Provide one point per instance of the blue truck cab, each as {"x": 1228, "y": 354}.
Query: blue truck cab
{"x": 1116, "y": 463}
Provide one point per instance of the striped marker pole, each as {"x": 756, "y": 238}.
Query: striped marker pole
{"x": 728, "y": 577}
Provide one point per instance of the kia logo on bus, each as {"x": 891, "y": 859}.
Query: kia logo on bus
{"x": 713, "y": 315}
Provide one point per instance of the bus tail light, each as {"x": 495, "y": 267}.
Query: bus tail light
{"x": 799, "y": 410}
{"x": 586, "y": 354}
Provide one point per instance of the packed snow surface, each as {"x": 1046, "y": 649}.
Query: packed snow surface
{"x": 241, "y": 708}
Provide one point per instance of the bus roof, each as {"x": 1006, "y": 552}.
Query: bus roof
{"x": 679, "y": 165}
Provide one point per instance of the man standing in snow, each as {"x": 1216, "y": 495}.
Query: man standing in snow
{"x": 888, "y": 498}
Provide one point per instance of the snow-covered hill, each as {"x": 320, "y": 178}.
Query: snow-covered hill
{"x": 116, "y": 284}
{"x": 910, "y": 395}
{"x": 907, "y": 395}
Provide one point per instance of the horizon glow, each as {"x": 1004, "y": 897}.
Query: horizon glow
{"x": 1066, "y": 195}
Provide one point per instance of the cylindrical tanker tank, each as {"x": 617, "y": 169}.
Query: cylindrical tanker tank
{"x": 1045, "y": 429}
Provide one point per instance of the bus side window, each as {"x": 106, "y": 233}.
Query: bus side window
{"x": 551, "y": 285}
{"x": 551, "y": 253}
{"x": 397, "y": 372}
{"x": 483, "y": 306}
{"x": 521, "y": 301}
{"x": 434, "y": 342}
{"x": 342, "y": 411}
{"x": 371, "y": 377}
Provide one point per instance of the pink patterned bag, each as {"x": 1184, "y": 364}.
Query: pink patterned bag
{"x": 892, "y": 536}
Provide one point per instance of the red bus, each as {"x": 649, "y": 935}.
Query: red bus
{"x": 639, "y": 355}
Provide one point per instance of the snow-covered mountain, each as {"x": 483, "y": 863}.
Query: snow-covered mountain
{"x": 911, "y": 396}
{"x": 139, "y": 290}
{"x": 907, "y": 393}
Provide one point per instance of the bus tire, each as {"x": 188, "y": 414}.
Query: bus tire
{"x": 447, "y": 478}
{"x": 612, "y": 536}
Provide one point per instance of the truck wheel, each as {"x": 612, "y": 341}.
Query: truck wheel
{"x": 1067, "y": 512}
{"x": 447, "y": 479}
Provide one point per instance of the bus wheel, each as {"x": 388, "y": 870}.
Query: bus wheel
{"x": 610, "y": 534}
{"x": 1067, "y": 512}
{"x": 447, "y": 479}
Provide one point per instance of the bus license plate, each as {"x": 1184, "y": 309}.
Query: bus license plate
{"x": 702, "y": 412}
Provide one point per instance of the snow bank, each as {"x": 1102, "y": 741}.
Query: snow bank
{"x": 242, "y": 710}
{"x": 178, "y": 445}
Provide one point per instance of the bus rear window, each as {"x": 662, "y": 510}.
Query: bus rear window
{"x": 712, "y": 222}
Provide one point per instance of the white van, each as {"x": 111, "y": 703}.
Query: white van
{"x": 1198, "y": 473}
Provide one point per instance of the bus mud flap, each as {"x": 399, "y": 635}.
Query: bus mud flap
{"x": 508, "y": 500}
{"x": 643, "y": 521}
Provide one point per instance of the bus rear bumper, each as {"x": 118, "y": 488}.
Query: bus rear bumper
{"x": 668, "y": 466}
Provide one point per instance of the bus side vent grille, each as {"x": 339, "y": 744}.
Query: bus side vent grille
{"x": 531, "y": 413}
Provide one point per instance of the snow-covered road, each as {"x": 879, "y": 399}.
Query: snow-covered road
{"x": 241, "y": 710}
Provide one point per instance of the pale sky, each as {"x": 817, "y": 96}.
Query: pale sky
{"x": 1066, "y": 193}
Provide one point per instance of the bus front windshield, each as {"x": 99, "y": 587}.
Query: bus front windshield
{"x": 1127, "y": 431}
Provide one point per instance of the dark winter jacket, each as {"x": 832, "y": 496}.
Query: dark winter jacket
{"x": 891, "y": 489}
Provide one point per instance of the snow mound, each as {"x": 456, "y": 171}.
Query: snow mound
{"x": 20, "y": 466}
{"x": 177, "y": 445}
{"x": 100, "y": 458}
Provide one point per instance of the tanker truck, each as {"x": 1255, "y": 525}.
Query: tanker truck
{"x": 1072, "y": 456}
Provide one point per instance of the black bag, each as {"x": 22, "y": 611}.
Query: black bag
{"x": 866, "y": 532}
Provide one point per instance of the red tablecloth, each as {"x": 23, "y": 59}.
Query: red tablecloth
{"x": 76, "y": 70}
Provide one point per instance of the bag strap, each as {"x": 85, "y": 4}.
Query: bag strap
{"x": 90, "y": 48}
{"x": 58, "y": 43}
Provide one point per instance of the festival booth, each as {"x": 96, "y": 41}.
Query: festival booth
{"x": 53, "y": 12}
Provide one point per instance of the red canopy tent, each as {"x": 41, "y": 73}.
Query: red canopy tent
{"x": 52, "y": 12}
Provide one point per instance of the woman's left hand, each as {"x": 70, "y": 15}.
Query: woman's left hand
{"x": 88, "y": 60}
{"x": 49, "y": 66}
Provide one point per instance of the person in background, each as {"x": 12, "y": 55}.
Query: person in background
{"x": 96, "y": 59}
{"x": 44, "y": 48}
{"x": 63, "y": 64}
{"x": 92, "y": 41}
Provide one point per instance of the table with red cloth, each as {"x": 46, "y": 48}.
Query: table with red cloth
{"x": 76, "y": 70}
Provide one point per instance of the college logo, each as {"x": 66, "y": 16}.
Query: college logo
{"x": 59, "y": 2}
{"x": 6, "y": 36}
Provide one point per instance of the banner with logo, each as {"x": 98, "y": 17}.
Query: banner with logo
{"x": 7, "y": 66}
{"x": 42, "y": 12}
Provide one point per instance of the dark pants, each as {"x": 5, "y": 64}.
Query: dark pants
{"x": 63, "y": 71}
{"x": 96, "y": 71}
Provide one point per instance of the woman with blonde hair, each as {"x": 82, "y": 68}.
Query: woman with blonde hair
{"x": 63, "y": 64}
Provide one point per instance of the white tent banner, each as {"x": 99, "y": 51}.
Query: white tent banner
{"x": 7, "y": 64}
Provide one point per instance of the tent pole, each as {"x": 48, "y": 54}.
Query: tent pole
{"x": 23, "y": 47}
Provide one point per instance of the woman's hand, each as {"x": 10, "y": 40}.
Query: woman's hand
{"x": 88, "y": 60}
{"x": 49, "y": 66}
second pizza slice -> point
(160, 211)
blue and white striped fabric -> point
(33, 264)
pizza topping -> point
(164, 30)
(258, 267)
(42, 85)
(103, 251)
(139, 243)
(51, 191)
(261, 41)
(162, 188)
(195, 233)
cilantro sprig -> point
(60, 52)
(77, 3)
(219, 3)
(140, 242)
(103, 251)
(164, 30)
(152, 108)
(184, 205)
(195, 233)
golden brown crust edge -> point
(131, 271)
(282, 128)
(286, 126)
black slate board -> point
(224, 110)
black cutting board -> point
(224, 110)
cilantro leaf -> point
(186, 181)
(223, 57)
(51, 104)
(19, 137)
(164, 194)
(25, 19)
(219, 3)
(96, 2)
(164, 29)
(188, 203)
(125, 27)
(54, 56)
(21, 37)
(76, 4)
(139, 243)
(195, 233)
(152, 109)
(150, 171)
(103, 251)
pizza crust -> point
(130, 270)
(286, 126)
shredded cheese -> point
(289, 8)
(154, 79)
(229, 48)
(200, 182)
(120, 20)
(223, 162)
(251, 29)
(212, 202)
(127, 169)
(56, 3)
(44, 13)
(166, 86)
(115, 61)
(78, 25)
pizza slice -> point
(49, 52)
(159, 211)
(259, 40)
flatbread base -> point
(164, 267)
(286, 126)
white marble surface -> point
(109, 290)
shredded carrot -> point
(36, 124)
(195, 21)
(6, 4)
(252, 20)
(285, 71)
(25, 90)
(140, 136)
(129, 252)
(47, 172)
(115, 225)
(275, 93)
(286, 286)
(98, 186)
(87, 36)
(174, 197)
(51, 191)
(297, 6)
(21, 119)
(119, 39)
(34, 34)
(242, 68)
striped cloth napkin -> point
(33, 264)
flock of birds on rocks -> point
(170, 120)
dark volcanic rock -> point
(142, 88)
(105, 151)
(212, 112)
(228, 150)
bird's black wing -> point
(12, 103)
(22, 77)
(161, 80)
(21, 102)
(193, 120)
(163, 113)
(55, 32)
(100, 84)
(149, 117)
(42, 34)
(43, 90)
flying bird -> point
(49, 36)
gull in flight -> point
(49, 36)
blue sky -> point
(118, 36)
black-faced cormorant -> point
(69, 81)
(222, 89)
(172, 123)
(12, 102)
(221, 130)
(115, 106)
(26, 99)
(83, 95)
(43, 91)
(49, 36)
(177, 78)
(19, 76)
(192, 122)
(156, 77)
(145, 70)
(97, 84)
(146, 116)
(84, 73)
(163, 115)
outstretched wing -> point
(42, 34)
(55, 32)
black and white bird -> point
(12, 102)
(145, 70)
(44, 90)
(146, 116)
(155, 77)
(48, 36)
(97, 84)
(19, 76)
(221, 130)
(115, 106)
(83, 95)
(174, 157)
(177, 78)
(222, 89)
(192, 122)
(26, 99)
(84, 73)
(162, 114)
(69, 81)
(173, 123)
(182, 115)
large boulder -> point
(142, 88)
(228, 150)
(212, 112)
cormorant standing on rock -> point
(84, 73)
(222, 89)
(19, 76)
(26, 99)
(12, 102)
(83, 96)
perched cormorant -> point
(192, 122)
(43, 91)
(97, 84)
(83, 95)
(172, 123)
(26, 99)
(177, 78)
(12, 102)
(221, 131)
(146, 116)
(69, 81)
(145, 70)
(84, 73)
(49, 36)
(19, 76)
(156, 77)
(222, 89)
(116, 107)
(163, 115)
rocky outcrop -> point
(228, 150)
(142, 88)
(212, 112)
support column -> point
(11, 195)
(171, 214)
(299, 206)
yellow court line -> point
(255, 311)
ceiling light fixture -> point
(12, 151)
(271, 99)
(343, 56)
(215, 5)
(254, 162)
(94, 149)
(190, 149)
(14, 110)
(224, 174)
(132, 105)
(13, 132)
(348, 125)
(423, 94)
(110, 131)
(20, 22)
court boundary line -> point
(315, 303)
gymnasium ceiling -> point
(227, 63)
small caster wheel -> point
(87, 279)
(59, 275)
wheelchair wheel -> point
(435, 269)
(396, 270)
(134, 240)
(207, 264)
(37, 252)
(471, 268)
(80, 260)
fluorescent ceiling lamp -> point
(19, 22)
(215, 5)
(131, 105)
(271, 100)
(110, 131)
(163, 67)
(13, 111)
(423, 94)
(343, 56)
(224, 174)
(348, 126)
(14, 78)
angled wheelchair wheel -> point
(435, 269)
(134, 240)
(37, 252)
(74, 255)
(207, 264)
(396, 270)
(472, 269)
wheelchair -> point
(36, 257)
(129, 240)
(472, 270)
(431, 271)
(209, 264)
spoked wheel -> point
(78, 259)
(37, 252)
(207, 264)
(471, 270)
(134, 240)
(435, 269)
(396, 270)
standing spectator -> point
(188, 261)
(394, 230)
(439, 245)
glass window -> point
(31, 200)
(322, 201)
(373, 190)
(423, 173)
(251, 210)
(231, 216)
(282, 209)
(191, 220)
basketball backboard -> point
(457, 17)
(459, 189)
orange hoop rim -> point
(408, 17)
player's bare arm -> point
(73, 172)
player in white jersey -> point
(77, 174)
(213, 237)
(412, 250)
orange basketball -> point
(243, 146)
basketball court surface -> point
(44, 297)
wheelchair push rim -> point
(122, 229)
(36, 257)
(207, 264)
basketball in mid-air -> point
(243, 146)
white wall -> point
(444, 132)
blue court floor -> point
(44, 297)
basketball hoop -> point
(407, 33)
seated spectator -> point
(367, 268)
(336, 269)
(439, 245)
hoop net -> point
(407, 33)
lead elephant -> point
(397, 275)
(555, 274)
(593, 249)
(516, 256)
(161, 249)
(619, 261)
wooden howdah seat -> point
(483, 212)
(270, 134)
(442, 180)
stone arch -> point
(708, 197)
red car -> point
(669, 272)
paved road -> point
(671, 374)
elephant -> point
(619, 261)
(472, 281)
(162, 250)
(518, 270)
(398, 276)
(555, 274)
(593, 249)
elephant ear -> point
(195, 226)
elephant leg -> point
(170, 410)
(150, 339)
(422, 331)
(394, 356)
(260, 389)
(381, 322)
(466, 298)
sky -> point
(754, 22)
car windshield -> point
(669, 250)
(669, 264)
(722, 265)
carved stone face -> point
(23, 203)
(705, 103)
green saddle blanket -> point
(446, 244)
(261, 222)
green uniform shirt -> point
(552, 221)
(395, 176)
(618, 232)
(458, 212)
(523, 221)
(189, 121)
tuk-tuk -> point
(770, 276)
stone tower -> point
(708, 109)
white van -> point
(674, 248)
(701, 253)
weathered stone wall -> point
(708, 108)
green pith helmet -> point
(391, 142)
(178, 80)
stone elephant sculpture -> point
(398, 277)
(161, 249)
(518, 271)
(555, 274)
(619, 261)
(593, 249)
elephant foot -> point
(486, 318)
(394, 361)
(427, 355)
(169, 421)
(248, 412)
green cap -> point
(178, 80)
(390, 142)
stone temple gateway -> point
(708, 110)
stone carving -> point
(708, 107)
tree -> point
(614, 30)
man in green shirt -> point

---------------

### Problem statement
Give back exactly the lines from the one containing "car windshield -> point" to the end of the material, both ends included.

### Final answer
car windshield -> point
(669, 250)
(669, 264)
(722, 265)
carved stone face -> point
(23, 203)
(705, 103)
green saddle blanket -> point
(446, 244)
(261, 222)
green uniform shirt -> point
(552, 221)
(395, 176)
(618, 232)
(458, 212)
(523, 221)
(189, 121)
tuk-tuk -> point
(770, 276)
stone tower -> point
(708, 109)
white van -> point
(674, 248)
(701, 253)
weathered stone wall -> point
(708, 108)
green pith helmet -> point
(391, 142)
(178, 80)
stone elephant sculpture -> point
(398, 277)
(161, 249)
(518, 271)
(555, 274)
(619, 261)
(593, 249)
elephant foot -> point
(486, 318)
(394, 361)
(427, 355)
(169, 421)
(248, 412)
green cap -> point
(178, 80)
(390, 142)
stone temple gateway -> point
(708, 110)
stone carving -> point
(708, 107)
tree -> point
(614, 30)
man in green shirt -> point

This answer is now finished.